**DOCUMENT SEGMENT**

━━━━━━━━

For people outside of New York or L.A. who don't have aspiring actors in their social circle and thus don't know what this is like, "TKNOGD" simulates the excruciating awkwardness of having to sit through someone's overdramatized monologue with a handful of other friends held hostage in a makeshift theater without air conditioning above a Hollywood Boulevard alleyway. I don't think that was director Natasha Kermani's intention with her segment where a performance artist's one-woman show ends in an unexpected mutilation, so let's chalk up this one as a bust and move on.
As the payoff for "No Wake," "Ambrosia" isn't fully satisfying. The characters from the first chapter only appear in passing, and their tie to an EC Comics twist could have been excluded entirely with a minor rewrite. But the climactic firefight riddled with bullets and bloodshed, which is most definitely not for viewers triggered by depictions of suicide, contains so much visceral violence that "V/H/S/85" enjoys a much-needed adrenaline jolt following a stretch of languor.
With only one full segment left to go at this point, it becomes crystal clear that "V/H/S/85" has nearly no content that's actually exclusive to the 1980s. The shorts happen to take place in 1985 when the year could easily be 2025 for all it really matters. The only material difference would be improved video fidelity since everything wouldn't be filtered through the frustratingly blurry VHS footage dominating this movie.

━━━━━━━━

[Records in a dataset]
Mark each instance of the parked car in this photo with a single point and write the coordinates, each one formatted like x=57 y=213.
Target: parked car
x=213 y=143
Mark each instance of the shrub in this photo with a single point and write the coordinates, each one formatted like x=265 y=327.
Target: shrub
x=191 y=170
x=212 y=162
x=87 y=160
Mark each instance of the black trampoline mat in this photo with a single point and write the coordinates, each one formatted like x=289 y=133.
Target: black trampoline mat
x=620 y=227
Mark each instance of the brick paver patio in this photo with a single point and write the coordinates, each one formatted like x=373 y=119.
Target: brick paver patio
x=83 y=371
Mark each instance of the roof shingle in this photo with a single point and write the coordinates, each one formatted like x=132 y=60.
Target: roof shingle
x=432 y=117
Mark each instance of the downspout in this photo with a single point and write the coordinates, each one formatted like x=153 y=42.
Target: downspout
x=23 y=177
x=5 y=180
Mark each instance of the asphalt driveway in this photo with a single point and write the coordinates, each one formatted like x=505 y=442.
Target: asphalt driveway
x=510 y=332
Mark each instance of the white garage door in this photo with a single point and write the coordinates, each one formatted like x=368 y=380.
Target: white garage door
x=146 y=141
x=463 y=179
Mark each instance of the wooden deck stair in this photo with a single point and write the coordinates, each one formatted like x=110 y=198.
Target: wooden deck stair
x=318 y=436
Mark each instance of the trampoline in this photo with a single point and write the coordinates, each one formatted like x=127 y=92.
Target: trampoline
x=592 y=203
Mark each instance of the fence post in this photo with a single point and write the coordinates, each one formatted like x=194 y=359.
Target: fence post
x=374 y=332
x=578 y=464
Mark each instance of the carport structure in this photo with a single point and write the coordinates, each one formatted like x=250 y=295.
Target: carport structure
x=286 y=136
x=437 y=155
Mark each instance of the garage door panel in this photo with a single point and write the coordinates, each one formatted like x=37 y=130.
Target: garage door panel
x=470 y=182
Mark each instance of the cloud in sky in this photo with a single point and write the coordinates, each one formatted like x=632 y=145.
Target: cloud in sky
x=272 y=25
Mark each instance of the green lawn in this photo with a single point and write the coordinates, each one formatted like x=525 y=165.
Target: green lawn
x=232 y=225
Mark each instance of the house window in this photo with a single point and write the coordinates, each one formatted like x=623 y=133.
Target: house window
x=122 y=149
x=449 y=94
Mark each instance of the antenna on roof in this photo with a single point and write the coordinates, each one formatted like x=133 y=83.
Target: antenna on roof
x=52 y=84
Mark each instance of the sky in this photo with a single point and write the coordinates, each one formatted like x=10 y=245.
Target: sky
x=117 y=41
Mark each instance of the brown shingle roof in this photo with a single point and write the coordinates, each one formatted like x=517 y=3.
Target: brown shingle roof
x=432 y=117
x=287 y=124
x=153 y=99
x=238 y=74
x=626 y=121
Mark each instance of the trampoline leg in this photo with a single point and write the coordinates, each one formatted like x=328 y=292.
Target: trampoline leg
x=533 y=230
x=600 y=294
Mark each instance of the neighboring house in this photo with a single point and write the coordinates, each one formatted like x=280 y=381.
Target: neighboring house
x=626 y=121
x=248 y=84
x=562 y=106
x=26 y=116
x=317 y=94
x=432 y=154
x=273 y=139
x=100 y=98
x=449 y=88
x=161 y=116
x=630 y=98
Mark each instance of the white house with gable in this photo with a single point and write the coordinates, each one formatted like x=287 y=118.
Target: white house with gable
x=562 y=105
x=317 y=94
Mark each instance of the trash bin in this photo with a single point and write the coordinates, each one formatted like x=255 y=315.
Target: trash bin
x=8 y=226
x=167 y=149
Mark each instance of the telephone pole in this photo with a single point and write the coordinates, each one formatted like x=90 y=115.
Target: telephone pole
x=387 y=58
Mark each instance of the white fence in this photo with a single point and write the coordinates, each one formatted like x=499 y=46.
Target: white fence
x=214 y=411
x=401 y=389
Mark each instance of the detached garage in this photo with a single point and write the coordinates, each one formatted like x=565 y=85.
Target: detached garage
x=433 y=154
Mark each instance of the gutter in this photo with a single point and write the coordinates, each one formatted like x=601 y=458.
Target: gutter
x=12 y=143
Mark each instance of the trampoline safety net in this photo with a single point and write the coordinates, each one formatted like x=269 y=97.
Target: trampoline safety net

━━━━━━━━

**TASK REQUIREMENTS**
Continue the review of "V/H/S/85" with the paragraph that comes next.

**SOLVED PROBLEM**
In what should not be a surprise to anyone, the strongest segment comes from Scott Derrickson and C. Robert Cargill, the two people on the production who have extensive backgrounds on theatrical features with bigger budgets. An example of "understanding the assignment" for a "V/H/S" segment, "Dreamkill" may have even started as a feature film idea until cowriters Cargill and Derrickson rightly realized how much better it would play without padding. Not necessarily specific to 1985, the year still makes sense, as does the "found footage" format in this genuinely eerie story about dreams predicting a serial killer's grotesque mutilations.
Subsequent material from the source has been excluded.